(Items from a data source)
-------
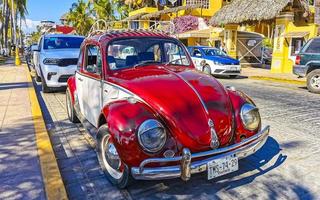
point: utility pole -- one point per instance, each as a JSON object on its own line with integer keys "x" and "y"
{"x": 14, "y": 35}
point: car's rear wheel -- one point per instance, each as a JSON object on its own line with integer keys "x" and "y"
{"x": 313, "y": 81}
{"x": 206, "y": 69}
{"x": 70, "y": 108}
{"x": 116, "y": 171}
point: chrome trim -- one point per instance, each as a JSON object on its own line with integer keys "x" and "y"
-------
=== Goal of the exercise ===
The data above, line by line: transcribe it exactly and drop the pictures.

=== Exercise response ===
point: utility pole -- one point per instance, each as a JSON object on its own line with integer keys "x" and "y"
{"x": 14, "y": 35}
point: car's rear wheel -- one point per instance, each as a JSON object on its own line with integer keys "x" and "y"
{"x": 313, "y": 81}
{"x": 206, "y": 69}
{"x": 70, "y": 108}
{"x": 116, "y": 171}
point: chrome trim -- one point per instance, each as a JSON object on its own line with integer keys "x" and "y"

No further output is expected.